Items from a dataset
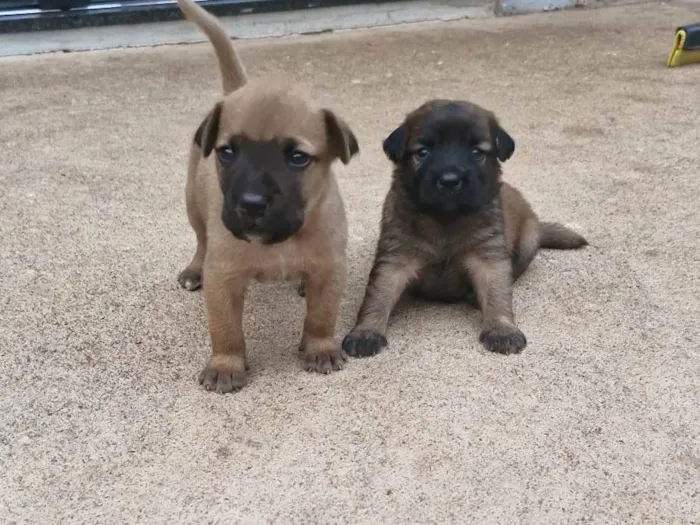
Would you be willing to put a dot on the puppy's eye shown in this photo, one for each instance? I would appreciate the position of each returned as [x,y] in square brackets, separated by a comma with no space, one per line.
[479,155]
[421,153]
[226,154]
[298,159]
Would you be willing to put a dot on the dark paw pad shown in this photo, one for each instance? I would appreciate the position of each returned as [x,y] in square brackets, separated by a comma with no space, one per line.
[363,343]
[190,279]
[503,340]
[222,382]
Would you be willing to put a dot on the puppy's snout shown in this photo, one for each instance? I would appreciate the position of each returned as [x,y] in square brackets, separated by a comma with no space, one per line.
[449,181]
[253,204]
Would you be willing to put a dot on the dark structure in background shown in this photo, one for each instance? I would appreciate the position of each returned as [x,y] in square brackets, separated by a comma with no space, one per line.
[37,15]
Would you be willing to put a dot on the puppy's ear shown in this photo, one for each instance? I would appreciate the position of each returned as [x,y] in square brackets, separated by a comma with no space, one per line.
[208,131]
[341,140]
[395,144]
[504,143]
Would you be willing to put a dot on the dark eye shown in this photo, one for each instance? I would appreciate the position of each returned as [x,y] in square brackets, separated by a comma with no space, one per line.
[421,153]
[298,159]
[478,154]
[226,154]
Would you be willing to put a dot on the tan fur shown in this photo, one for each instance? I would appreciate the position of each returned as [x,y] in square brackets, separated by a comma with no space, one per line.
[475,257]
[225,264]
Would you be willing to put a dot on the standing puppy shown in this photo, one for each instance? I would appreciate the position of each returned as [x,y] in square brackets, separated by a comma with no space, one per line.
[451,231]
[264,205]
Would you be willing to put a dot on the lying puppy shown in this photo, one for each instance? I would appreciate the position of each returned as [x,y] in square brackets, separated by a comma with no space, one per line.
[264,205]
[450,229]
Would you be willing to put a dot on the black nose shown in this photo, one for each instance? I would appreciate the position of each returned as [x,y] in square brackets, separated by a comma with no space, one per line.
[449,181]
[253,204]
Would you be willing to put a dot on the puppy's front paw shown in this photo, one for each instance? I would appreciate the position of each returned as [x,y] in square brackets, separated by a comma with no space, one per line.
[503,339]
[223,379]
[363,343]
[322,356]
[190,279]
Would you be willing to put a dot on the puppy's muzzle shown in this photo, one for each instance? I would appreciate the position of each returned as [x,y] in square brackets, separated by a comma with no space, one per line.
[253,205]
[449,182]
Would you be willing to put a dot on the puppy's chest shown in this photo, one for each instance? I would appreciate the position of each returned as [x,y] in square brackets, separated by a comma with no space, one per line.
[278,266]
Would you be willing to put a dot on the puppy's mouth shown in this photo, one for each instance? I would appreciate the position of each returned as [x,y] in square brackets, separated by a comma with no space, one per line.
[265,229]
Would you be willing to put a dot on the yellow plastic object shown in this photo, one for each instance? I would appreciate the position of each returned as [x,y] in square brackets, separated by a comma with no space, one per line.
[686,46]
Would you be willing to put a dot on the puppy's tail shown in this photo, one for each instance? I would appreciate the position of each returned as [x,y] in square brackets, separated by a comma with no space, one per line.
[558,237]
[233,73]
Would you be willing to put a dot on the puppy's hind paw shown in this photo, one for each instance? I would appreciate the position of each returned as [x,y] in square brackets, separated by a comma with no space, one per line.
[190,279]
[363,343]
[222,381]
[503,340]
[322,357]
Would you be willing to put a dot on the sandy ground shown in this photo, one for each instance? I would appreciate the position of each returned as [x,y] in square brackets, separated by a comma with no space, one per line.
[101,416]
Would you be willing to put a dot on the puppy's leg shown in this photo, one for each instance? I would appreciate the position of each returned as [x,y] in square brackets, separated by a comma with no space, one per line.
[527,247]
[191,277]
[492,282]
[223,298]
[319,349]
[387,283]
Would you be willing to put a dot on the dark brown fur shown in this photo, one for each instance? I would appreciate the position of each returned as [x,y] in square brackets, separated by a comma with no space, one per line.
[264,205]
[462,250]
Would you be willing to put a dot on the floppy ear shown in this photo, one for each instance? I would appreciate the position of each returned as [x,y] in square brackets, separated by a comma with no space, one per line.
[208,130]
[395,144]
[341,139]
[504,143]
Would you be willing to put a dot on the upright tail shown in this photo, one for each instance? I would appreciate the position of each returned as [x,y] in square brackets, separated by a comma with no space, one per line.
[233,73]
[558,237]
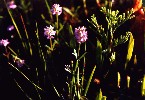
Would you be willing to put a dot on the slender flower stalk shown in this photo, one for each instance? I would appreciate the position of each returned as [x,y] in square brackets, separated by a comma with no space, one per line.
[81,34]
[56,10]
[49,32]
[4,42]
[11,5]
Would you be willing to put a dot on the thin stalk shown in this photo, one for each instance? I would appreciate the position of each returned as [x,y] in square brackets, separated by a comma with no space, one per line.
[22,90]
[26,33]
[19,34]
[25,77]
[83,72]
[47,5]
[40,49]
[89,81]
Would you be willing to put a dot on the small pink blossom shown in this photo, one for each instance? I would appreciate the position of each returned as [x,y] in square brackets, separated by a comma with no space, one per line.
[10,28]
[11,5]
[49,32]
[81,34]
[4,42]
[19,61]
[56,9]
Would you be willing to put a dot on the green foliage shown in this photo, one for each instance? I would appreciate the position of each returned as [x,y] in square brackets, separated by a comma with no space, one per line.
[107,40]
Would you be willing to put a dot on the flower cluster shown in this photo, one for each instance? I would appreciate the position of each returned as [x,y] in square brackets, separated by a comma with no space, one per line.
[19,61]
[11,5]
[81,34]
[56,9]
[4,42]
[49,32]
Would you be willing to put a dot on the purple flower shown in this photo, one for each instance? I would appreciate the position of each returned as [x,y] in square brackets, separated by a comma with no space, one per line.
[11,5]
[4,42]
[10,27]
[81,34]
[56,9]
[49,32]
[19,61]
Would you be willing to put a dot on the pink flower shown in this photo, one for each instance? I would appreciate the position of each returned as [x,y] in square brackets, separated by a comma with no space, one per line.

_GIVEN EXERCISE_
Beginning with the line that contains "Would you be willing to put a dot on the green", repeat every line through the end of the records and nothing more.

_SOLUTION_
Would you be willing to put a dot on the green foliage shown in this photo, one for each instance? I would appreciate the position of each returned as [x,y] in square brackets, separated by a comma with no space, one per line.
[107,40]
Would you be willing to put a dot on the flower cluster shown in this photo, one for each instance? I would appreciate the position of each returned as [x,y] in square brackets, separated by a comma with no space, one per line.
[19,61]
[11,5]
[81,34]
[56,9]
[4,42]
[49,32]
Would you be willing to put a dot on the purple flower shown in this photo, one for each instance? I would appreciate the position of each returned as [x,y] in square brackets, separated by a comma with no space, one per line.
[11,5]
[4,42]
[10,27]
[81,34]
[56,9]
[49,32]
[19,61]
Would you be willing to put a dot on the pink flower shown in this photo, one for each instance? I would appreciate the position of each returned as [x,y] in square brackets, separated by a comma with no space, one per line.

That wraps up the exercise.